■ **Text segment**
◇ ◇ ◇
Algerian-born singer-songwriter Souad Massi has spent decades thinking about the world and the position of the vulnerable within it. Her new album Sequana is no exception. On the opening track “Dessin-Moi Un Pays”, she asks the listener not only to imagine but to join her in sketching out a country that could work for everyone, a country with “no corrupt rulers and no evil wars”. The utopianism is tempered with realism: “Draw me a land that no artist has drawn.” 

Reflecting on the song now, in a conversation over Zoom that slips between English and fast-paced, impassioned French, she remembers being prompted by the fall of Kabul to think about the need for a place “where we can share the beauty of life, where we can express ourselves. We have to fight to keep this dream, to be un citoyen activiste.”

Massi knows the perils of activism. Born and raised in Algeria, she had to leave the country more than 20 years ago when her outspokenness and her singing with heavy-metal band Atakor attracted death threats. She has lived in Paris ever since.
◇ ◇ ◇
■ **Entries on locating named things**
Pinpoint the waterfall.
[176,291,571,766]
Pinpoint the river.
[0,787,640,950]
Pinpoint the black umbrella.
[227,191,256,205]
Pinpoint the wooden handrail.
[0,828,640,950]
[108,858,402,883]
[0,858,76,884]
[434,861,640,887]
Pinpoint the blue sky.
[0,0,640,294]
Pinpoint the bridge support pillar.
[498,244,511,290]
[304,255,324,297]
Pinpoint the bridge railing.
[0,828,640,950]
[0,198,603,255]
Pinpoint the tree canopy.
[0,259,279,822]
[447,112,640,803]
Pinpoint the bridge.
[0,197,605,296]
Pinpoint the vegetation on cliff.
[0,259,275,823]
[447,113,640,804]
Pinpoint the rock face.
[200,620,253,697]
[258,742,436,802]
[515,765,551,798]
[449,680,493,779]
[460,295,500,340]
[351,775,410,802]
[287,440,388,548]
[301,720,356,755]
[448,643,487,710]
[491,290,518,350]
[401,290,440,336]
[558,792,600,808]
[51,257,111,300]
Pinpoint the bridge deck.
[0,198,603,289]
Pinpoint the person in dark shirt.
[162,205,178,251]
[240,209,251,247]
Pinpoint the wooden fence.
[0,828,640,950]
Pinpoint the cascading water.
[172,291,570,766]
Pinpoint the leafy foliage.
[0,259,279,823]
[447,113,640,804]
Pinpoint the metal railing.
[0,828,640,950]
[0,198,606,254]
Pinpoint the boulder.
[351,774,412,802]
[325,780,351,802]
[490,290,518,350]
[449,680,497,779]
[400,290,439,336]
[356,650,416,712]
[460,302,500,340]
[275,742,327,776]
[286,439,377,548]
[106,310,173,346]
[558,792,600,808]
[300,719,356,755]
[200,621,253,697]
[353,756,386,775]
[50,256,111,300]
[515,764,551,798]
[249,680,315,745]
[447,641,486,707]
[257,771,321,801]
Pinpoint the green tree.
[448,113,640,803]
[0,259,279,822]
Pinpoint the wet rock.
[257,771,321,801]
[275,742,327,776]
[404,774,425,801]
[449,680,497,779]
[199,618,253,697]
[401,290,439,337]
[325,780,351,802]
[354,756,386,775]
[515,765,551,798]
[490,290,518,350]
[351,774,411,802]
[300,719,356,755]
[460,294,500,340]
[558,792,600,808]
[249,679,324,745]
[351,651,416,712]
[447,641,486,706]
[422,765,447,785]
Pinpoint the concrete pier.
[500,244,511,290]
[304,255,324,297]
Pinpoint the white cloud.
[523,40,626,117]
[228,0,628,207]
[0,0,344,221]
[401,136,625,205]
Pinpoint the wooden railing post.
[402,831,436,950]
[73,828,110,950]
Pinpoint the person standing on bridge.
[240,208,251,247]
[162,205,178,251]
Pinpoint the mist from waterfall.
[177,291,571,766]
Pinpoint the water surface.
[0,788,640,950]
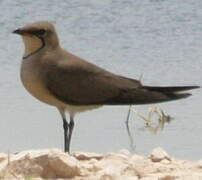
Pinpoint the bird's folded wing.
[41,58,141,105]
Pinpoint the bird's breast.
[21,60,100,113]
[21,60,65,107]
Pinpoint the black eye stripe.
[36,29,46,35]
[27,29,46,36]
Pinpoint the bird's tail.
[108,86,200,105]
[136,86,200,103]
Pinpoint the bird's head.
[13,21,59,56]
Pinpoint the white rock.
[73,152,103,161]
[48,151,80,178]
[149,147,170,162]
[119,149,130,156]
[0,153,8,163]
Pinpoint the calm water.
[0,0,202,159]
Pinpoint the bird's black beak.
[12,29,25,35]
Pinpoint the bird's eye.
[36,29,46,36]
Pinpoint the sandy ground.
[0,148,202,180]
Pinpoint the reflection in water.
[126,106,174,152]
◇ ◇ ◇
■ **Work to complete**
1. In the passage on Souad Massi, why did she have to leave Algeria more than 20 years ago?
2. Could you extend the passage on Souad Massi from where it stops?

■ **Final results**
1. Her outspokenness and her singing with the heavy-metal band Atakor drew death threats, which forced her to leave.

2.
Souad Massi plays acoustic guitar on stage, backed by a male musician on bass guitar
Algerian-born singer-songwriter Souad Massi on stage © Gamma-Rapho / Getty Images

“I’m not a political person”, she says, rather disingenuously (when we first spoke in 2003, we spent as much time talking about the Iraq war as we did about music). “But like Dylan, like Víctor Jara, like Joan Baez, we have to use our arms to wake up our people. Singing gives me a [sixth] sense for my life. It’s like an arm. I can defend myself with my music and with my lyrics. It’s my space.”

For Sequana, she enlisted Justin Adams as producer. “I had heard what he did with Tinariwen, Rachid Taha and Robert Plant. He’s a big musician. And a very nice guy. I needed him for my album to be like a big brother who has more experience than me musically. He helped me to be free and confident.”

Adams, for his part, was happy to play that role. “Paris is full of superb players”, he says — an old punk’s ambivalence about the word “superb” clear from the tone of his voice. “Souad had a very clear idea of what the album should be, and I tried to preserve her own personality and who she is and how she speaks. Sometimes my job was just to sit back and say: ‘Souad wants it like this’.” He expresses respect for her as “the progressive face of Algerian culture”, and an acknowledged role model for younger women musicians from north Africa.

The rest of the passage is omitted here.